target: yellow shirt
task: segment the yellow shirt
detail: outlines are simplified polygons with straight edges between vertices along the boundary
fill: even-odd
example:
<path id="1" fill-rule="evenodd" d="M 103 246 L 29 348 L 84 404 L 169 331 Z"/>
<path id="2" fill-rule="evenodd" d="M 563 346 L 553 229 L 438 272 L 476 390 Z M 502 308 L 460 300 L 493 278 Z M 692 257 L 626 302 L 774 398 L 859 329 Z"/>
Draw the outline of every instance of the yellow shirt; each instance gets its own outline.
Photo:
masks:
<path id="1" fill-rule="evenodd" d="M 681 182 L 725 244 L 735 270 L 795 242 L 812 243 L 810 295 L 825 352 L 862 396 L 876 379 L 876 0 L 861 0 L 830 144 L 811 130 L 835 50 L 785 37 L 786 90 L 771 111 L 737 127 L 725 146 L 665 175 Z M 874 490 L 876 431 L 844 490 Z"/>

------------------------------

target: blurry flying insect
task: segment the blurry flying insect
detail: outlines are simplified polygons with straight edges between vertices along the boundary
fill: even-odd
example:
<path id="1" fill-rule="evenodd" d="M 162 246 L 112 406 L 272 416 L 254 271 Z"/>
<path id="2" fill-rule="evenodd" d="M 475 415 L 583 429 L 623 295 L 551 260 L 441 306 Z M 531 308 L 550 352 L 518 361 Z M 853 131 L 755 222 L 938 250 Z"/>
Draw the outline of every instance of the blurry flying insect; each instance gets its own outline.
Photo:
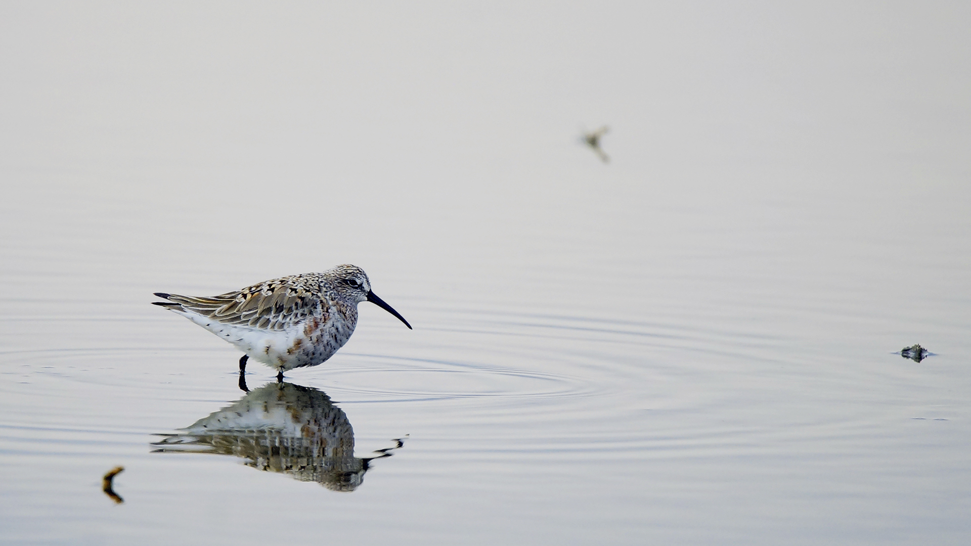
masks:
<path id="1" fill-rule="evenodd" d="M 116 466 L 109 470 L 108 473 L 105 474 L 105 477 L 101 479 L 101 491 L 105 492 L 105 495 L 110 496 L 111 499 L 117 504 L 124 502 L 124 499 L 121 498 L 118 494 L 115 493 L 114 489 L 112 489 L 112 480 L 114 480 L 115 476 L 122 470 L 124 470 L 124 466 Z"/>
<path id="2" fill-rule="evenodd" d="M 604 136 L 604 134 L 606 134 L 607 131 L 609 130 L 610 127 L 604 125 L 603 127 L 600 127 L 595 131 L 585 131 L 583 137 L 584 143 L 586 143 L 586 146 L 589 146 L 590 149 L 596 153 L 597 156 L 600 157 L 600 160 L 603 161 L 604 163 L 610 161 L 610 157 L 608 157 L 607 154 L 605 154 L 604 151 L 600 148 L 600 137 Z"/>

------------------------------

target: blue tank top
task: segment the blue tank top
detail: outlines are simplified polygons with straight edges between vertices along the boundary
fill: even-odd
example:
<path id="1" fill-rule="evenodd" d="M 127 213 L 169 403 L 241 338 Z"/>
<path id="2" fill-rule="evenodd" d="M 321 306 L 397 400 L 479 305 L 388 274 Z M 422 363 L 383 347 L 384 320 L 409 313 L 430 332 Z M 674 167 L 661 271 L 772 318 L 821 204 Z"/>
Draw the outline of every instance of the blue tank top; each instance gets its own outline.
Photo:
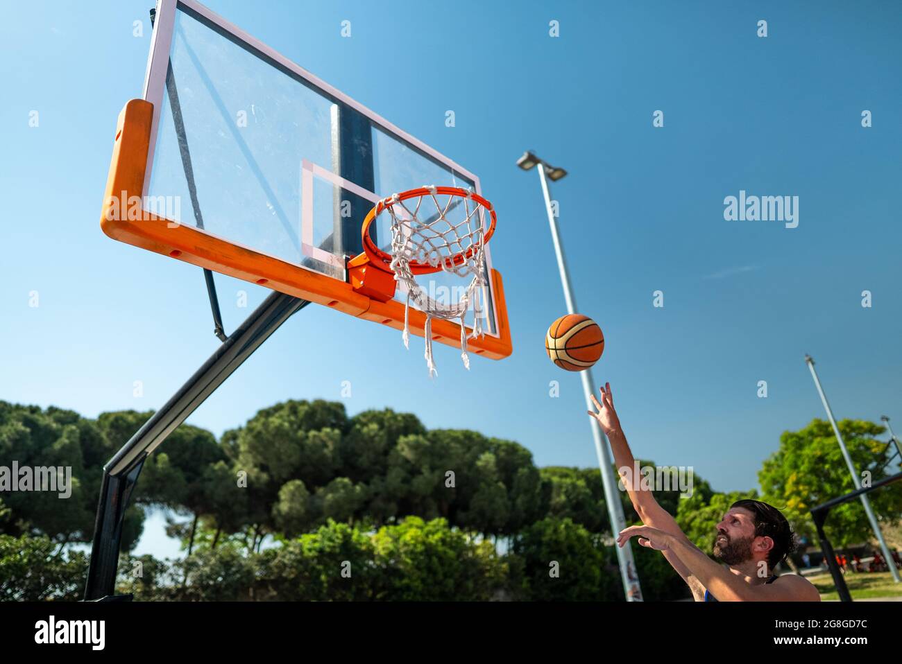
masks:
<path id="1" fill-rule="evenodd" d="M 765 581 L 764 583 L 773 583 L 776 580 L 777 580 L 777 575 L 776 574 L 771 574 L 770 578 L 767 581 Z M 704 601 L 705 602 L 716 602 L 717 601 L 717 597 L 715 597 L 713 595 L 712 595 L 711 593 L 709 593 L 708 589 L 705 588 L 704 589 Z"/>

------------------------------

### Exercise directions
Please report each line in the items above that contains the word "insect".

### Solution for this problem
target: blurry flying insect
task: segment the blurry flying insect
Draw the outline of every instance of the blurry flying insect; each instance gets its own outline.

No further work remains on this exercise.